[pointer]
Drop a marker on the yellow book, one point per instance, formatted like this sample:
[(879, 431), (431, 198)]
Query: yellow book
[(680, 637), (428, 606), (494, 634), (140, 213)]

== == ==

* **EXERCISE DIRECTIONS**
Write each line of the listing above as a JSON list of strings, one string per line, leaving out any blank lines.

* **SOLUTION TO THIS PROBLEM**
[
  "[pointer]",
  "Drop a marker on the yellow book, one point per instance, formatted like this sample:",
  "[(879, 431), (431, 198)]",
  "Query: yellow book",
  "[(680, 637), (428, 606), (494, 634), (140, 213)]"
]